Layers of Inference Engineering
An inference stack is four layers, each with its own concerns.
"Inference engine" can mean four different things. Splitting them apart is the fastest way to locate a problem.
Runtime
Executes the model on a single machine. vLLM, SGLang, TensorRT-LLM — frameworks on PyTorch/CUDA that handle batching, KV cache, quantization, speculative decoding, tensor parallelism, prefill/decode disaggregation.
If tokens-per-second per GPU is wrong, look here first.
Infrastructure
Turns one running model into a fleet. Kubernetes, autoscalers, routers, load balancers. Spinning up replicas fast enough to absorb spikes, routing to a replica that already has the right model loaded, controlling cost.
The runtime makes a single GPU fast. Infrastructure makes a thousand GPUs useful.
Tools
Everything around the model: prompt management, context compaction, agent harnesses, eval pipelines. The model is rarely the whole product — it's a component in a larger loop.
Orchestration
When a product depends on multiple models or pipelines — router + retrieval + vision + reasoning — orchestration ties them together. Goal: reduce end-to-end latency across the chain and keep deployment complexity manageable.
Why split it this way?
Because the root cause of "slow" or "expensive" almost always lives at exactly one layer. Single-request latency on a warm GPU → runtime. Cold starts take minutes → infrastructure. Agent loop is slow but outputs are right → tools/orchestration.
The rest of the Fundamentals pages live in the runtime layer, except Serverless GPUs, which is infrastructure.

Exercises to complete ->
a – Transcribe the section of the inference-layers text from "The runtime makes" up to and including "deployment complexity manageable.".
b – In the inference-layers text, which layer should you look at first if tokens-per-second per GPU is wrong?
c – Translate this sentence from the inference-layers text into Spanish: "The runtime makes a single GPU fast."

Entries provided ->
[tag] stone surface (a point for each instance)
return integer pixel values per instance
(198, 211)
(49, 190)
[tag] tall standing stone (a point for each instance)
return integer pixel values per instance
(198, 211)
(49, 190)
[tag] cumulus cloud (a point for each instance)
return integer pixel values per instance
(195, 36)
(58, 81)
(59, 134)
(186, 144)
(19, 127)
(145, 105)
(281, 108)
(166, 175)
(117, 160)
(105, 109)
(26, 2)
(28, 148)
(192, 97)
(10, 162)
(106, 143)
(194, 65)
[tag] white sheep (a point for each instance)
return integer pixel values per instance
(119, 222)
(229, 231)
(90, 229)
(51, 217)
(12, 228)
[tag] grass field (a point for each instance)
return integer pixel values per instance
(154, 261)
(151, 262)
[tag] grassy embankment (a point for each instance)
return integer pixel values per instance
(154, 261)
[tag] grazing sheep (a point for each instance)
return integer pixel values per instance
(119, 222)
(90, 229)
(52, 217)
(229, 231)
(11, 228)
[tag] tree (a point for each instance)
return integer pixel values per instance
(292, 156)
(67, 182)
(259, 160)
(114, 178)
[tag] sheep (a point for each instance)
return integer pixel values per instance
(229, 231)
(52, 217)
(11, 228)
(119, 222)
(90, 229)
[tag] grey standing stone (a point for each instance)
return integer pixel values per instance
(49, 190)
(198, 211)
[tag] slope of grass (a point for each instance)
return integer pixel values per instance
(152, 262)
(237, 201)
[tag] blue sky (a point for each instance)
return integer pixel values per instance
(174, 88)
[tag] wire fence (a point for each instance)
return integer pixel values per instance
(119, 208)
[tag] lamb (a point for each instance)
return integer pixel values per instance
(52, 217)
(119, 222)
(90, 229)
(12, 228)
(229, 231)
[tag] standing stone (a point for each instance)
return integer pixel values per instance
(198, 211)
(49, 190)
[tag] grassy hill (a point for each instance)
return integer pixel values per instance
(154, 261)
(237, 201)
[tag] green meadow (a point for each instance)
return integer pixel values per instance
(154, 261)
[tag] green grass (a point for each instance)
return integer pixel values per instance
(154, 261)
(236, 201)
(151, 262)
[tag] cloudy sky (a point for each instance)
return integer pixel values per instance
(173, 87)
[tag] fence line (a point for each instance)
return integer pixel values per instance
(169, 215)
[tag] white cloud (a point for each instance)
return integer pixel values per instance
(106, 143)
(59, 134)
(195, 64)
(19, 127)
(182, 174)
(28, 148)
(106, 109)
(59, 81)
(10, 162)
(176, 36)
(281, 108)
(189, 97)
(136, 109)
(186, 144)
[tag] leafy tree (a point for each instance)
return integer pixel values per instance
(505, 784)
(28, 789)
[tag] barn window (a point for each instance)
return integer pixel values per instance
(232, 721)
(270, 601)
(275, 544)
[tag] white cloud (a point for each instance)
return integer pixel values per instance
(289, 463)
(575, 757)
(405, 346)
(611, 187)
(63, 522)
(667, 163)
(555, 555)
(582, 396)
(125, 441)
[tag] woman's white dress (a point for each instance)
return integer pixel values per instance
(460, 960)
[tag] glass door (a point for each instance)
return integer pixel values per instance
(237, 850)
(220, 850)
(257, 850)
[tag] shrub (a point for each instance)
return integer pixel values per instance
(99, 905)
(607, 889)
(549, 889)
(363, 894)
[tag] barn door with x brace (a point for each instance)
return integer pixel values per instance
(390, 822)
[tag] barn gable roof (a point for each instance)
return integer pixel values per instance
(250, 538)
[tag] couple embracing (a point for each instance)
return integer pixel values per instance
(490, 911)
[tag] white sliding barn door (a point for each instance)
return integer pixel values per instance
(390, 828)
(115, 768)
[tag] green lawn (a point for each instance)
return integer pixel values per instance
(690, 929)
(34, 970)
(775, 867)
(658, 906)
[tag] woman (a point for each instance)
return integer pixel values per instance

List of solutions ->
a –
The runtime makes a single GPU fast. Infrastructure makes a thousand GPUs useful.
Tools
Everything around the model: prompt management, context compaction, agent harnesses, eval pipelines. The model is rarely the whole product — it's a component in a larger loop.
Orchestration
When a product depends on multiple models or pipelines — router + retrieval + vision + reasoning — orchestration ties them together. Goal: reduce end-to-end latency across the chain and keep deployment complexity manageable.

b – The runtime layer.

c – El entorno de ejecución hace que una sola GPU sea rápida.